(Excerpt from a dataset)
____________________

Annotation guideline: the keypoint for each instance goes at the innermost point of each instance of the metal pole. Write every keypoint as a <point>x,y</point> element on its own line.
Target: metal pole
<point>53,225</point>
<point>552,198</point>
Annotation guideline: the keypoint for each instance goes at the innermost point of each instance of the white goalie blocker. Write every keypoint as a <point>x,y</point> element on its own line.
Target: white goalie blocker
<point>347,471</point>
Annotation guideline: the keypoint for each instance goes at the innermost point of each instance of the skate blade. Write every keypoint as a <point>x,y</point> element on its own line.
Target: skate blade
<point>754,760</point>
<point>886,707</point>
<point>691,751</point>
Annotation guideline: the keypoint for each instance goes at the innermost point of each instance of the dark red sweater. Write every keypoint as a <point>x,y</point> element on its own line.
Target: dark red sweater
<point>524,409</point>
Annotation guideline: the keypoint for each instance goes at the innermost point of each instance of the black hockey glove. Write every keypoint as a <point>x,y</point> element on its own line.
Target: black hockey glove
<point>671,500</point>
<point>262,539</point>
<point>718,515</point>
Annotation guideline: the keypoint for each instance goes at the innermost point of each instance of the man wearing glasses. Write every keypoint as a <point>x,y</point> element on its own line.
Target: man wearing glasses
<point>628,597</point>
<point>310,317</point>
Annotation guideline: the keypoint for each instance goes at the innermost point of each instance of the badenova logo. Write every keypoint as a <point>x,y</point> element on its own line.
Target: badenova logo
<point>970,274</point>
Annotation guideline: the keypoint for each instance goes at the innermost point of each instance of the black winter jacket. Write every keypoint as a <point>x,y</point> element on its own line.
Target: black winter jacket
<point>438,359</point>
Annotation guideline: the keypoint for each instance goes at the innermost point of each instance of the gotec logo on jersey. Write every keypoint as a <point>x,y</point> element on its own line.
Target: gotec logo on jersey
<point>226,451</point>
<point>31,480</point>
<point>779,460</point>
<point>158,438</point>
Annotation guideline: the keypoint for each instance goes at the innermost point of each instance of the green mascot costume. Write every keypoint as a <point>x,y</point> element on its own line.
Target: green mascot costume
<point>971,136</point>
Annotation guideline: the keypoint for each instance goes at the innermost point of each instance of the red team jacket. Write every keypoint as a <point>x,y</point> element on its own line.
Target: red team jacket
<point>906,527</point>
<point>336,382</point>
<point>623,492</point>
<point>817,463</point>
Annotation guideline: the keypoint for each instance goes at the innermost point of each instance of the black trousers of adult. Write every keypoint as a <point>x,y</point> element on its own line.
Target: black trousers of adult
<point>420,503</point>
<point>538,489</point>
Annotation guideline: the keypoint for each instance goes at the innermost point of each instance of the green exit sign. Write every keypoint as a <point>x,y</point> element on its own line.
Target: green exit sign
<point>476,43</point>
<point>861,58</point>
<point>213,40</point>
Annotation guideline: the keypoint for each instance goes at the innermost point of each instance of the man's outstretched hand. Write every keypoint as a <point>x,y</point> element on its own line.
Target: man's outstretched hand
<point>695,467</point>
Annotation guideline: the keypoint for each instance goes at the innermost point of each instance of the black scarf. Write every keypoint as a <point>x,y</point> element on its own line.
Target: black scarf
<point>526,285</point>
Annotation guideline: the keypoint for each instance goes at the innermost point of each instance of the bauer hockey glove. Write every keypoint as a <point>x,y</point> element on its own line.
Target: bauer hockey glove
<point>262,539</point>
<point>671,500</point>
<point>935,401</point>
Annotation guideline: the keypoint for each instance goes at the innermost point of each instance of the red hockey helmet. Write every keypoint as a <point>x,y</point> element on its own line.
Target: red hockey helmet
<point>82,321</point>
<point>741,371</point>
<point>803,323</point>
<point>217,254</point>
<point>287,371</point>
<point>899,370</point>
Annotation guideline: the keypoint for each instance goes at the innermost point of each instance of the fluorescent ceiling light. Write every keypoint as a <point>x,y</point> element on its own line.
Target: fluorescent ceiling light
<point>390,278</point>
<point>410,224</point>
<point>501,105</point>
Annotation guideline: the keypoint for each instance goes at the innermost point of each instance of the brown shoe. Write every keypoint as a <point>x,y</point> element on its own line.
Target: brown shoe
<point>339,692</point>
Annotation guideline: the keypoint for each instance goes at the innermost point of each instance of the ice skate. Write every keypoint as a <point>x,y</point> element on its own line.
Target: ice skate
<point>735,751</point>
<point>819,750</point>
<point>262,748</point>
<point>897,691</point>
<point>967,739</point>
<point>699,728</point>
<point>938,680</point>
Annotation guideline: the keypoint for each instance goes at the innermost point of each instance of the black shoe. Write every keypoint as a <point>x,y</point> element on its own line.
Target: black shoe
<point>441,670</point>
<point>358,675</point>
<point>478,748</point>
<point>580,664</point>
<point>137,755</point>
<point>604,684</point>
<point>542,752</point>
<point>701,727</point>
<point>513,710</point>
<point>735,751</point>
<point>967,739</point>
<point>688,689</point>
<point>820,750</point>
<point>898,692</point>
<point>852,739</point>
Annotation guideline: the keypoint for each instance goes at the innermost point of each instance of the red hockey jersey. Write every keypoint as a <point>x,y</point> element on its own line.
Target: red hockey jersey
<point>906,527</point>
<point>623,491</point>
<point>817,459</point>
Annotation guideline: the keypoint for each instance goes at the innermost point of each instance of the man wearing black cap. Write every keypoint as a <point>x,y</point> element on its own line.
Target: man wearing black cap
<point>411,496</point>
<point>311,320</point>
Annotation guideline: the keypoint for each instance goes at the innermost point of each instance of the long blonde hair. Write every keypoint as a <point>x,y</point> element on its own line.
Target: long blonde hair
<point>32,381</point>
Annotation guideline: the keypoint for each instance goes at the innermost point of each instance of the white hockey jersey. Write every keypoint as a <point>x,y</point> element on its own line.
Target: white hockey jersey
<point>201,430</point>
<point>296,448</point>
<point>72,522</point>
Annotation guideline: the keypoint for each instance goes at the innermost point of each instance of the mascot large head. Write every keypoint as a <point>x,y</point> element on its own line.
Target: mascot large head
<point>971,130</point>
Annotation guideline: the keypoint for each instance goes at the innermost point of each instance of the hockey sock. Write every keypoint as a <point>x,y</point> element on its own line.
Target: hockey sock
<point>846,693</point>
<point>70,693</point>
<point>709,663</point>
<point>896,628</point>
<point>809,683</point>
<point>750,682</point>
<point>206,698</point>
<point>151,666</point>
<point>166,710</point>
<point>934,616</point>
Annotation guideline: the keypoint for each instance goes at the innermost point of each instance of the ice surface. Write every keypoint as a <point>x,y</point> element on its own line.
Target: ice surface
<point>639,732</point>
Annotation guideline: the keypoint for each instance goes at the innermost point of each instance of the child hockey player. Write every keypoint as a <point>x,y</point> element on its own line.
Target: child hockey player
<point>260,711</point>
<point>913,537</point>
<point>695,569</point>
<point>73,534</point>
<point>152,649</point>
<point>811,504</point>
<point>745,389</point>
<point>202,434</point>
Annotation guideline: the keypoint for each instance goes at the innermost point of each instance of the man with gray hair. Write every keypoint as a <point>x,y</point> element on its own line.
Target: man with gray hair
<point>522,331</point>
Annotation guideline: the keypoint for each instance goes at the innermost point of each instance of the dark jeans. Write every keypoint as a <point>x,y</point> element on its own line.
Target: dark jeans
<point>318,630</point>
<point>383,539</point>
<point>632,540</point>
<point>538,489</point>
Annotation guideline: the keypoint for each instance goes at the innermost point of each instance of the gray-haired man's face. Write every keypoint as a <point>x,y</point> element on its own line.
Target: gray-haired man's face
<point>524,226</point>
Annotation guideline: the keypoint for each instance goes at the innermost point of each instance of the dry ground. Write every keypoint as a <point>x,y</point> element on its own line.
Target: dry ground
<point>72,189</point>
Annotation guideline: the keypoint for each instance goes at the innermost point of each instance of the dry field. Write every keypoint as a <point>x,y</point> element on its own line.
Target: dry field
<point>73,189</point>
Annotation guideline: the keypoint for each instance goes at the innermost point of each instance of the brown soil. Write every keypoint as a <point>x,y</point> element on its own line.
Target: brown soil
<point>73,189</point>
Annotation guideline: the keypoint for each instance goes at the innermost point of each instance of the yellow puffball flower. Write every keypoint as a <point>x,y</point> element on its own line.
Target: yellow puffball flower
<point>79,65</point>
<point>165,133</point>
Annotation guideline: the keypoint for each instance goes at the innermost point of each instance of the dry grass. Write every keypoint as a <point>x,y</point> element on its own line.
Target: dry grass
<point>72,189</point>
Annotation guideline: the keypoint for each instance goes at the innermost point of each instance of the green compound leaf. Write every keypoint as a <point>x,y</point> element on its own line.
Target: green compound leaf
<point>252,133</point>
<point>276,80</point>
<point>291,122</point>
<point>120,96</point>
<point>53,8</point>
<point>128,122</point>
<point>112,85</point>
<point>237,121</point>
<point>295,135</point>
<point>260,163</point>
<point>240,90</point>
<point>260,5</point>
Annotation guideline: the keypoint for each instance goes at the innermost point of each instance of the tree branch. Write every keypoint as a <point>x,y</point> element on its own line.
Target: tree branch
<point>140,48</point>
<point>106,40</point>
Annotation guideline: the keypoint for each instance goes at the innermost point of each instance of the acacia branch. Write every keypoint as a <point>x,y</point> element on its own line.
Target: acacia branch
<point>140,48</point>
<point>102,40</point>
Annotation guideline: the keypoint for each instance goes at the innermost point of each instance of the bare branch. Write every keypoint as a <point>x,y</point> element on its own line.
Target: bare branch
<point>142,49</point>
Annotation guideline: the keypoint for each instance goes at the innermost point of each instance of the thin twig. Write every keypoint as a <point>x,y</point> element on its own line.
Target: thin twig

____________________

Can you reproduce every line of the material from the line containing "of the skate" through the line containing "<point>691,751</point>", both included and the requests kept, offsetting each x and y coordinate in the answer points by 77?

Solution to the problem:
Annotation guideline: the keypoint for each instance goes at the innermost point of each instance of the skate blade. Write every keypoint as a <point>x,y</point> element on its own line.
Target: skate blade
<point>831,837</point>
<point>963,784</point>
<point>768,828</point>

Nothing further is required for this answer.